**RECORD EXTRACTS:**
····················

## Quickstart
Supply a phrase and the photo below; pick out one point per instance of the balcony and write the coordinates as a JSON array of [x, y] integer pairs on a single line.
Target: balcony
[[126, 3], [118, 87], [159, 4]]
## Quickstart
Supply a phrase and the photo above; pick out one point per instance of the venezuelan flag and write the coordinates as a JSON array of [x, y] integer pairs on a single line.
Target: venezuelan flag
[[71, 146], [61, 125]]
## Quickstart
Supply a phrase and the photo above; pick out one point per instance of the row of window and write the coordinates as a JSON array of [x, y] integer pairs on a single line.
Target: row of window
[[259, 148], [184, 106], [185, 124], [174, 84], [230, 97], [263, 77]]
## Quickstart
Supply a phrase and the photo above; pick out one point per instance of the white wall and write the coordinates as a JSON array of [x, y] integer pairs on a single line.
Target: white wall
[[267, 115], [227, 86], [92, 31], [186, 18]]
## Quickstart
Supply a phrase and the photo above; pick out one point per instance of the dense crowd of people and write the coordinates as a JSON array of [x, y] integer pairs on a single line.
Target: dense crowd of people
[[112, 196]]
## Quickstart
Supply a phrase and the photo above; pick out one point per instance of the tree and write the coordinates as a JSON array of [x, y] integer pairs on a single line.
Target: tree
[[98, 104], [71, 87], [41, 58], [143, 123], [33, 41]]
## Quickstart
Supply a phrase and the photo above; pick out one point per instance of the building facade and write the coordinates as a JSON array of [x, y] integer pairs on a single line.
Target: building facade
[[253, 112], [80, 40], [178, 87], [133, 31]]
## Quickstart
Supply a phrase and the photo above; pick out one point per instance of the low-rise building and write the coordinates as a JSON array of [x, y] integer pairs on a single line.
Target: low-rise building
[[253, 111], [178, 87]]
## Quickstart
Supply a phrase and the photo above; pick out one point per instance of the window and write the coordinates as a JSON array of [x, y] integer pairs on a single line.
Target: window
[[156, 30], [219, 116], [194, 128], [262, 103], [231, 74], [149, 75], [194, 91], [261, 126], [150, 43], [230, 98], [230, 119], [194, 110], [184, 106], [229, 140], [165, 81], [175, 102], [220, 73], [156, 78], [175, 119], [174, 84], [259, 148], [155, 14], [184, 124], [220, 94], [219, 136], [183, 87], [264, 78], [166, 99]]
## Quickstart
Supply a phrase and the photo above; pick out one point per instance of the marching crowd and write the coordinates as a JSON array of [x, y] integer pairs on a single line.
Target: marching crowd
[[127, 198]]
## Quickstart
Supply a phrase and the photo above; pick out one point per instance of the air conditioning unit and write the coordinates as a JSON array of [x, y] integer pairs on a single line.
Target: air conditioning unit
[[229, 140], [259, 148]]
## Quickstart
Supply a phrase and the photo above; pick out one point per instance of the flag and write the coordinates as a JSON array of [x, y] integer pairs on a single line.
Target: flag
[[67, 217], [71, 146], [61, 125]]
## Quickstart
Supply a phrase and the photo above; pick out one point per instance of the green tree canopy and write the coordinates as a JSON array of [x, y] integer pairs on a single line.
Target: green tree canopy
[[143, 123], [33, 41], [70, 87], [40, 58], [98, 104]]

····················

**WHAT TO WORK ON:** The required output is each line of the entries that contains the word "above".

**OUTPUT OF THE TASK:**
Supply a phrase and the photo above; pick out one point per instance of the venezuelan flag and write the coordinates as a JSON array of [x, y] integer pairs on a single line.
Supply a phrase and the photo above; pick out one point per instance of the row of window and write the coordinates as a JSON array of [x, y] integer pairs on a single line.
Supply a phrase and the photo above; pick out one point per instance of the white wall and write the coordinates as a JSON array of [x, y] integer pairs on a single line.
Supply a phrase and the photo above; pick out one point per instance of the dense crowd of people and write the coordinates as a JSON array of [x, y] integer pairs on a single line.
Supply a phrase and the photo above; pick out one point per instance of the tree and write the coordinates as a JSON array of [x, y] integer pairs on a single line.
Supply a phrase and the photo above; pick out one point per instance of the building facade and write the coordinates as a JSON array of [x, y] integer pairs on a single line.
Supply a phrase and the photo above; pick out one point per instance of the low-rise building and write the coordinates as a JSON array of [x, y] integer pairs on a single line.
Supply a phrase and the photo above; pick out one point per instance of the window and write the coordinates as a JSON array of [x, y] integer pairs on a single line.
Supply a phrase and the photo above; pick out one point per instance of the marching crowd and write the coordinates as a JSON array of [x, y] integer pairs on a single line.
Supply a phrase and the photo above; pick out one point per instance of the air conditioning unit and write the coordinates as a JSON array of [x, y] integer pairs on a single line.
Supply a phrase and the photo above; pick out one point per instance of the flag and write the coordinates as a JSON array of [x, y] integer pairs on a single line.
Supply a phrase and the photo above; pick out one point per instance of the green tree canopy and write the coordinates as a JSON array of [x, y] integer pairs on a single line.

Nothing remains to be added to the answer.